▶ _Page extract_:
○ ○ ○ ○ ○ ○ ○

Geryon trispinosus is a species of crab that lives in deep water in the north-eastern Atlantic Ocean.

==Description==
Geryon trispinosus is a small crab, reaching a carapace length of up to 40 mm. The carapace is roughly hexagonal in shape, and reddish brown in colour. It is broader than it is long, with three conspicuous teeth on either side at the front. The pereiopods are paler than the carapace; they are quite narrow and long, with the third and fourth pairs being the longest.

==Distribution==
Geryon trispinosus is found in the north-eastern Atlantic Ocean. Its range extends from Norway in the north to the Bay of Biscay in the south, and also includes the Canary Islands.

==Life cycle and ecology==
Females reach sexual maturity at a carapace length of 12–15 mm, while males reach it at 35 mm. Eggs are laid in April, and the eggs hatch into planktonic larvae, which eventually settle as juveniles at depths greater than 1000 m. As they grow, these crabs migrate upwards, with the adults only found at depths of less than 800 m. Due to the shallow slopes in the north-eastern Atlantic, these migrations involve distances of 20–50 km.

Geryon trispinosus occurs in the same localities as the squat lobster Munida sarsi. M. sarsi lives abundantly at depths of 700–800 m, and out-competes young G. trispinosus, and limits their survival to those depths where it is absent. Another squat lobster, M. tenuimana, lives at greater depths, but in much lower numbers, and therefore does not impact the survival of G. trispinosus as severely.

==Taxonomy==
Geryon trispinosus was first described in 1803 by Johann Friedrich Wilhelm Herbst, as "Cancer trispinosus", although he described the locality erroneously as the East Indies. In 1837, Henrik Nikolai Krøyer erected the genus Geryon, setting "Geryon tridens" as the type species. This was later synonymised with Herbst's species. In 1989, Raymond B. Manning and Lipke Holthuis erected a new genus, Chaceon, to accommodate most of the species previously in Geryon, which was left with only two species, G. trispinosus and G. longipes from the Mediterranean Sea.

○ ○ ○ ○ ○ ○ ○

▶ _Supplied entries_:
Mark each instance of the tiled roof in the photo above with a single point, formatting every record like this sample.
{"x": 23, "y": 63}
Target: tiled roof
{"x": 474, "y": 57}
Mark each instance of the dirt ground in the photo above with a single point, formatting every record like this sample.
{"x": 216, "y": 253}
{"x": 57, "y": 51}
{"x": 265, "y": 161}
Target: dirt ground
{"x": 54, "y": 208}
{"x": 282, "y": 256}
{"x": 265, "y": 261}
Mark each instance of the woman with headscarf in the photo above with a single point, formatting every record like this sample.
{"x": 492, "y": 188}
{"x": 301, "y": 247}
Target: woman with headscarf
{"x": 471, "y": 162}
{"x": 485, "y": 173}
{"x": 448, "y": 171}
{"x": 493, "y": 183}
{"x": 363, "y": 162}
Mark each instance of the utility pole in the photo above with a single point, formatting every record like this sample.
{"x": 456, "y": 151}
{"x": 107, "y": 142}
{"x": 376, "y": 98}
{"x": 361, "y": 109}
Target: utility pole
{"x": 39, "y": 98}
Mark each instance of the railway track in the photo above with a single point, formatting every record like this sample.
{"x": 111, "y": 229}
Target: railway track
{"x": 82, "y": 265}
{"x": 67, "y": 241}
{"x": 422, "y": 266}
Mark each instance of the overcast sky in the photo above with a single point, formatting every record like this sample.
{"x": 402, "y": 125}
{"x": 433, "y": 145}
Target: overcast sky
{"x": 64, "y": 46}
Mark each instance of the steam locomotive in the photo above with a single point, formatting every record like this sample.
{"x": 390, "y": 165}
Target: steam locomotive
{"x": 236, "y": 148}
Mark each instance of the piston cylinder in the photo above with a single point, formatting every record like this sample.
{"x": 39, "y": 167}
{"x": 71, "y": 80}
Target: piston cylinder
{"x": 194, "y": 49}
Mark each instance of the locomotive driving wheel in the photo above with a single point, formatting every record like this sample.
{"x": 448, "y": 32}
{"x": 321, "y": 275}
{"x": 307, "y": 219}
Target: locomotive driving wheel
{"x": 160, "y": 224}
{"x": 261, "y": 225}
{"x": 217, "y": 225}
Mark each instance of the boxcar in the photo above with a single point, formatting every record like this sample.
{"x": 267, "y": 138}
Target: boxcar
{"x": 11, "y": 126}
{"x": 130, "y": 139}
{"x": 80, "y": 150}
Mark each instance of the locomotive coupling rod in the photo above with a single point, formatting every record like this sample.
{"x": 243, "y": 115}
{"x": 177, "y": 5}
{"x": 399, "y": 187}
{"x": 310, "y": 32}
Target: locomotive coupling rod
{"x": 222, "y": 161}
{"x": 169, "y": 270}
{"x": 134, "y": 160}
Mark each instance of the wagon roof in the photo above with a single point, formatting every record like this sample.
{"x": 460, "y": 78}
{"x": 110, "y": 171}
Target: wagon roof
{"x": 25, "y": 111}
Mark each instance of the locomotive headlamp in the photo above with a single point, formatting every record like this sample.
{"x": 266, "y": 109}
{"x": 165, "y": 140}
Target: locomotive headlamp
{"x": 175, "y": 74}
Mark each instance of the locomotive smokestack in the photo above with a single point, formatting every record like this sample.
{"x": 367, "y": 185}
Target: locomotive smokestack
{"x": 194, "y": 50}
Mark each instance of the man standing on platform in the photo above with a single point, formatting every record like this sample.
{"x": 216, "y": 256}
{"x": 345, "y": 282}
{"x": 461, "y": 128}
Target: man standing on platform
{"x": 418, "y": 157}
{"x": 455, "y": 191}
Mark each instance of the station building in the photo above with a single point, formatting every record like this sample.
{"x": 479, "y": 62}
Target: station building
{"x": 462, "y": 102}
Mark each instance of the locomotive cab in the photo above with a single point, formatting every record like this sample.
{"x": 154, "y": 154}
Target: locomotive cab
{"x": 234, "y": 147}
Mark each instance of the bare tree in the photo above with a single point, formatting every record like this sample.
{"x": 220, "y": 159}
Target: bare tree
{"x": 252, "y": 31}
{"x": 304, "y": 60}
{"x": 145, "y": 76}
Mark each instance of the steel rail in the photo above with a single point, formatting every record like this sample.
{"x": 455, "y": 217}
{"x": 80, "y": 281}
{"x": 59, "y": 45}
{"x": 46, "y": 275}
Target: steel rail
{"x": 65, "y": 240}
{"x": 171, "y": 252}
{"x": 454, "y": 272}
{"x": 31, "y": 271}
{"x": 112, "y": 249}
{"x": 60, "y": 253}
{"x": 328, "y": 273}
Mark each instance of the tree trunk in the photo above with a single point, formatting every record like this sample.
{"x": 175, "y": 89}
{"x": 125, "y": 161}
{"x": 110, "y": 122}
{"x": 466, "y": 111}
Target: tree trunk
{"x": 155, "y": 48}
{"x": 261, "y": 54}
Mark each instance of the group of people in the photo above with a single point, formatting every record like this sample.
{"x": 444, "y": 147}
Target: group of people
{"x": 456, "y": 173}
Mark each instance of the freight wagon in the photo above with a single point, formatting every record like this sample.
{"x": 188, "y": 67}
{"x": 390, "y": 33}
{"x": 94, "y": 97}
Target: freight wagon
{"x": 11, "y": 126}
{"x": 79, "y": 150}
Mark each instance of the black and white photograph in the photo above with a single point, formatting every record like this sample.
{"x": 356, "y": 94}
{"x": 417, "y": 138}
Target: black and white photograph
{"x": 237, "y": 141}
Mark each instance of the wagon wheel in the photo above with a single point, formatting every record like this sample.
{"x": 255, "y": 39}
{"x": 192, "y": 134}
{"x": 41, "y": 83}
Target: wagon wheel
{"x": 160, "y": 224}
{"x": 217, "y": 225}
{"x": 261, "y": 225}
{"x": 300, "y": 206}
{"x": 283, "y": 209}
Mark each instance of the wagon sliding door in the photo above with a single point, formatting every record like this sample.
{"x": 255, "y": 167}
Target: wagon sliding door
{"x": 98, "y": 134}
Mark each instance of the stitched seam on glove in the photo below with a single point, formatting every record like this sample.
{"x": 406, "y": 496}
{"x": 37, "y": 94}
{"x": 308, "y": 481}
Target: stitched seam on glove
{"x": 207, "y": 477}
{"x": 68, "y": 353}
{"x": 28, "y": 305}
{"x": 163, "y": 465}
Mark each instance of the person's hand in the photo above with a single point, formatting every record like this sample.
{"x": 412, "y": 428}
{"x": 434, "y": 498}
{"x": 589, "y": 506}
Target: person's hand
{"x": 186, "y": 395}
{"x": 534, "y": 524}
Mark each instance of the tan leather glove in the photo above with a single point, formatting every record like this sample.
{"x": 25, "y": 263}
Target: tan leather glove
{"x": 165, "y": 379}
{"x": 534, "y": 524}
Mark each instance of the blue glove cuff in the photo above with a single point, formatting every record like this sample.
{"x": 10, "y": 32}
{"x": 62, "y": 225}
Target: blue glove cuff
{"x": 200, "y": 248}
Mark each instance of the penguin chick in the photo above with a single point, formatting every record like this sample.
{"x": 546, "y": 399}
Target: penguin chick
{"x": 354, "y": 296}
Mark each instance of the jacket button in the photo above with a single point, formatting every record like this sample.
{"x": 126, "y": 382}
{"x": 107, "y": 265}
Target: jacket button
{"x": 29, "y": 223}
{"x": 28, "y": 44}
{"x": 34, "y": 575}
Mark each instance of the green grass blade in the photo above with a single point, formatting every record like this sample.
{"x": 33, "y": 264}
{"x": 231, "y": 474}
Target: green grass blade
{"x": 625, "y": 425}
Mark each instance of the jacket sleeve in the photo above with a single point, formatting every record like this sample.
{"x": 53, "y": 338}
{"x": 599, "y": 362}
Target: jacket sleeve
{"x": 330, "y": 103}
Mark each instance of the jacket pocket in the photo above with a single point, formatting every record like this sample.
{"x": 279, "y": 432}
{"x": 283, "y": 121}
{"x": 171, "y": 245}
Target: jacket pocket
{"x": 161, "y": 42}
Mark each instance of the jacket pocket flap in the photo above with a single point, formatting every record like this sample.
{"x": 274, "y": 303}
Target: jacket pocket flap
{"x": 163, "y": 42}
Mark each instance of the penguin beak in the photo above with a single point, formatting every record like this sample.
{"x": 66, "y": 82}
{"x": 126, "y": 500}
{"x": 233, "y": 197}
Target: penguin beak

○ ○ ○ ○ ○ ○ ○

▶ _Task set_:
**A.** Answer these questions about the Geryon trispinosus article, one answer per line:
(i) How many conspicuous teeth does the carapace have on either side at the front?
(ii) In which month are eggs laid?
(iii) Who erected the genus Chaceon, and in what year?
**B.** In the Geryon trispinosus article, write out the passage that begins at the words "Geryon trispinosus is a species" and ends after "the Canary Islands.", substituting "dark orange" for "reddish brown".

▶ _Exercise responses_:
**A.**
(i) Three
(ii) April
(iii) Raymond B. Manning and Lipke Holthuis, in 1989

**B.**
Geryon trispinosus is a species of crab that lives in deep water in the north-eastern Atlantic Ocean.

==Description==
Geryon trispinosus is a small crab, reaching a carapace length of up to 40 mm. The carapace is roughly hexagonal in shape, and dark orange in colour. It is broader than it is long, with three conspicuous teeth on either side at the front. The pereiopods are paler than the carapace; they are quite narrow and long, with the third and fourth pairs being the longest.

==Distribution==
Geryon trispinosus is found in the north-eastern Atlantic Ocean. Its range extends from Norway in the north to the Bay of Biscay in the south, and also includes the Canary Islands.